>> Start Passage to read

# Soil test



## gkaneko (Dec 11, 2018)

Tried the mysoiltesting soil kit. Was $30 and pretty easy. Here are my results. Make sense I am having fungus issues as N is high.

I can do micronutrients but how do I fertilize potassium? What's the best product?


----------



## Mightyquinn (Jan 31, 2017)

@gkaneko

I moved this to the soil test forum so it will get more visibility.


----------



## gkaneko (Dec 11, 2018)

Anyone?


----------



## Ridgerunner (May 16, 2017)

Please See:
https://thelawnforum.com/viewtopic.php?f=24&t=8530&hilit=Soil+savvy
and
https://thelawnforum.com/viewtopic.php?f=24&t=16135&p=247258&hilit=Soil+savvy#p247258
The bottom line is that analysis based on that test may do more harm than good.


----------



## gkaneko (Dec 11, 2018)

Ok. But if taken with a grain of salt, I could assume potassium is low. I can't imagine the data would be that different than the university ext test.


----------



## Ridgerunner (May 16, 2017)

Probably. The two most common forms of K are Potassium Sulfate (0-0-50) and Potassium Chloride (0-0-60). Potassium Sulfate is preferred as sulfate is a plant nutrient and it has a lower salt index. Check with Feed and Seed stores, golf course or farm suppliers or retailers of Lesco/SiteOne products.


----------

>> End Passage to read
>> Start Provided information

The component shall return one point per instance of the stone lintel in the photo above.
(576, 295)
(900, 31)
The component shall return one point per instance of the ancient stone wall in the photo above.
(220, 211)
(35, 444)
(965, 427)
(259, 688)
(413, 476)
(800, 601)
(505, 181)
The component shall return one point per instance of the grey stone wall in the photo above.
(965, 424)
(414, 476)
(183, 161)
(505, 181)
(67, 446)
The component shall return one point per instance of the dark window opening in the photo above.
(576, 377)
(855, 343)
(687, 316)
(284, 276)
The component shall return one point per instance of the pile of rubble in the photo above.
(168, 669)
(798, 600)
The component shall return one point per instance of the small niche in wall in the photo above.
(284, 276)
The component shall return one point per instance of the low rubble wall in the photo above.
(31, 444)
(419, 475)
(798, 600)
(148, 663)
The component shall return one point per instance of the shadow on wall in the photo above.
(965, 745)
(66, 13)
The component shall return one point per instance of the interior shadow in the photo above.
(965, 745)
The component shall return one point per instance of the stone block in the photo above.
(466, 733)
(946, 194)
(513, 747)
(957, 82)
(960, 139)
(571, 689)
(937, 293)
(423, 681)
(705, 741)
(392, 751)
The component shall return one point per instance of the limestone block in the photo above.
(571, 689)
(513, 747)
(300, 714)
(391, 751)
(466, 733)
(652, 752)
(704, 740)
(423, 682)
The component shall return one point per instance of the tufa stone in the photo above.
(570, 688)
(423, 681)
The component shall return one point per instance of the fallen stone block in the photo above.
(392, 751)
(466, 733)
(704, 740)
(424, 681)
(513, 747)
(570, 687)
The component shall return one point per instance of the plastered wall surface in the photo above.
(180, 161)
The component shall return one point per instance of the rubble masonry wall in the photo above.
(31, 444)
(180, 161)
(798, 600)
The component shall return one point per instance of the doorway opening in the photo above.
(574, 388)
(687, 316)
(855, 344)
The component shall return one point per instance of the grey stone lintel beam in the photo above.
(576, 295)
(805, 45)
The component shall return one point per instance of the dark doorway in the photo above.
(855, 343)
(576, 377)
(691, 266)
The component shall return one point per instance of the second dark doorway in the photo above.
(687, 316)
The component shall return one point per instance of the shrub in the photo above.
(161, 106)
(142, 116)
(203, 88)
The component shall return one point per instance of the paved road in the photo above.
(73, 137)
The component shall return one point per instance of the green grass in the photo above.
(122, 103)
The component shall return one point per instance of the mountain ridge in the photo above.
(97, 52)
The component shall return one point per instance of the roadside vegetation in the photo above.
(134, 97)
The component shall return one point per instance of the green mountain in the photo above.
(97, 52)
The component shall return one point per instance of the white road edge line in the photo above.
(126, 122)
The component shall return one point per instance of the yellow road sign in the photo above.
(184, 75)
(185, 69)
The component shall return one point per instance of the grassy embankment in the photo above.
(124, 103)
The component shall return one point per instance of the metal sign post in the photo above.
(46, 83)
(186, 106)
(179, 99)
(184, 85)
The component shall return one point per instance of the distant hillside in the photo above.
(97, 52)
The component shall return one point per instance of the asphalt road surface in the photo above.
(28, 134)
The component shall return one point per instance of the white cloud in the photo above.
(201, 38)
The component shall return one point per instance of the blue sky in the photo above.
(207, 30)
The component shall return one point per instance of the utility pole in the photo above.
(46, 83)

>> End Provided information

**Tasks and exercises**:
**A)** Summarize the soil test thread in two sentences.
**B)** Reproduce the part of the soil test thread that opens with the words containing "Ok. But if taken" and closes with "university ext test.", substituting "pinch of salt" for "grain of salt".

**Outputs**:
**A)** After trying a $30 mysoiltesting kit, one poster reads high nitrogen as the cause of fungus issues and asks how to supply potassium. A reply warns that analysis based on that test may do more harm than good but names potassium sulfate (0-0-50) and potassium chloride (0-0-60) as the common forms, preferring the sulfate for its nutrient value and lower salt index.

**B)**
Ok. But if taken with a pinch of salt, I could assume potassium is low. I can't imagine the data would be that different than the university ext test.